• [Task instructions]:
Can you write the next part of the article below about the Tuen Mun football club, picking up right after its final sentence?

• [Passage provided]:
· · · · ·

Tuen Mun
- Full name: Tuen Mun Sports Association
- Nickname: The Dolphins
- Founded: 1963; 63 years ago
- Ground: Siu Lun Sports Ground
- President: Lau Wong Fat
- Head coach: Cheng Ting Chi
- League: Hong Kong Second Division
- 2025–26: Second Division, 14th of 16
- Website: Website
| Home colours | Away colours |

= Tuen Mun SA =

Football club in Hong Kong

Tuen Mun Sports Association (屯門體育會; also known as Tuen Mun) is a Hong Kong football club which currently competes in the Hong Kong Second Division. It is run by the Tuen Mun District Council.

The club plays its home matches at Siu Lun Sports Ground.

==History==
Tuen Mun won the runners-up of the Hong Kong Second Division in the season 2009–10 and qualified for promotion to the Hong Kong First Division for the first time in the 2010–11 season. The club spent a couple of years at the top flight before spending a year on hiatus in 2013–14. They later rejoined the second tier of the Hong Kong football pyramid in 2014–15.

· · · · ·

• [Recorded information]:

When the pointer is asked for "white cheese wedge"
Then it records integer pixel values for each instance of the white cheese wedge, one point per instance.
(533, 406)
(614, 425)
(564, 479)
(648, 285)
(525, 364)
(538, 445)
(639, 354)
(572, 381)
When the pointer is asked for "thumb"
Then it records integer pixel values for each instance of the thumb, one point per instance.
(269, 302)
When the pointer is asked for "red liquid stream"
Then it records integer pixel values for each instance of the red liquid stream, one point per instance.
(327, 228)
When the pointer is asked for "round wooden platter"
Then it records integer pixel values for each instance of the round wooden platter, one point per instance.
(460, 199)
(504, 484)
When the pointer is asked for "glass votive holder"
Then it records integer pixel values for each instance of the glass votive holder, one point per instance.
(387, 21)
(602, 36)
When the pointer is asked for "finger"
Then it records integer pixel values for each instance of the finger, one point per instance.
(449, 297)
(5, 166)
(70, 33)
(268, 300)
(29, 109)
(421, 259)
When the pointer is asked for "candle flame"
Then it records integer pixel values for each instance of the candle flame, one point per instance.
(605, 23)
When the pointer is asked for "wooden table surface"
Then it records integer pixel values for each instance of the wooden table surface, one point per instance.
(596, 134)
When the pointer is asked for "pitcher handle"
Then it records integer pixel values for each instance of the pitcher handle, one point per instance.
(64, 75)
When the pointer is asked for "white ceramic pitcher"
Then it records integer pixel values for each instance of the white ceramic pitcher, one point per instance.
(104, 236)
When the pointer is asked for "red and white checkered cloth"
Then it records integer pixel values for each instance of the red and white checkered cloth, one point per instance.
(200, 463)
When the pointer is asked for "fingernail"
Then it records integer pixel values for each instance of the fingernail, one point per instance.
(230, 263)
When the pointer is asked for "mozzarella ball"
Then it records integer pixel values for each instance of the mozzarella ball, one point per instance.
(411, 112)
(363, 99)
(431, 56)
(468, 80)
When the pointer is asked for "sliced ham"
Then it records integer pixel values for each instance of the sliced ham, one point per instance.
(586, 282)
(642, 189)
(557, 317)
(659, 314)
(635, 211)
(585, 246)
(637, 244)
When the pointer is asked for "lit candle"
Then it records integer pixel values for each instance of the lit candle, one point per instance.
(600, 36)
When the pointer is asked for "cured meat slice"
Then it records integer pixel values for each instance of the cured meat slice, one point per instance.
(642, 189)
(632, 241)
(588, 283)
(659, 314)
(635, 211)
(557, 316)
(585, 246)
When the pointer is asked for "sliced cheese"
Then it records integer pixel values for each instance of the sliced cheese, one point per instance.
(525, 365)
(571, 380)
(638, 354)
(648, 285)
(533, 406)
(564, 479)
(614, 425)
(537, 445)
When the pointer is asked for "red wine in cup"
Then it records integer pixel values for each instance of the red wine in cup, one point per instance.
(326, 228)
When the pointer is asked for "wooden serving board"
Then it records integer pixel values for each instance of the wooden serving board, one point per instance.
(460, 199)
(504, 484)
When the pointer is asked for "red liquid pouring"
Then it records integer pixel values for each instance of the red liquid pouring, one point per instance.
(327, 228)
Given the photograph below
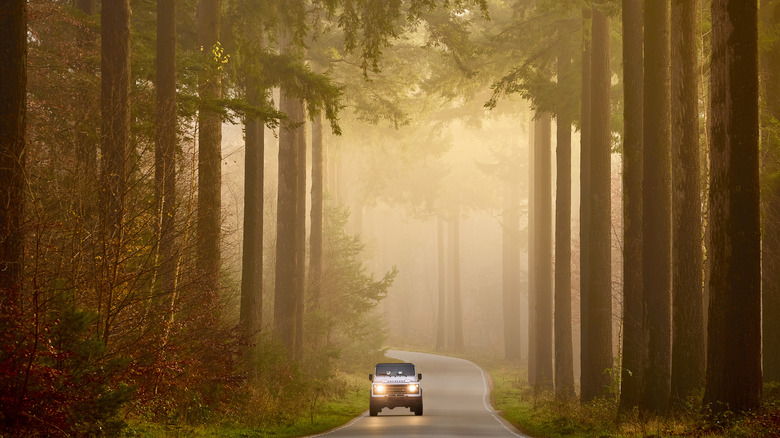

· · · · ·

• [Answer to the problem]:
===2012–13 season===
After gaining two season's experiences in the First Division, Tuen Mun played with an impressive start in the season 2012–13. After the sixth round, they climbed to third in the league table. On 30 October 2012, Tuen Mun spokesperson told to media that the club was facing financial problems because of the divestment of president Chan Keung. Various key players including Li Haiqiang, Yip Tsz Chun, Ling Cong and all 4 foreign players, as well as the whole coaching team, were proposed to be released by the club. Two weeks later, the board of Tuen Mun announced that the financial problem of the club had been solved. As a result, all players and coaches remained with the club. Tuen Mun finished third in the 2012–13 season.

==Ground==
The club plays most of its home matches at Wu Shan Recreation Playground and Siu Lun Sports Ground.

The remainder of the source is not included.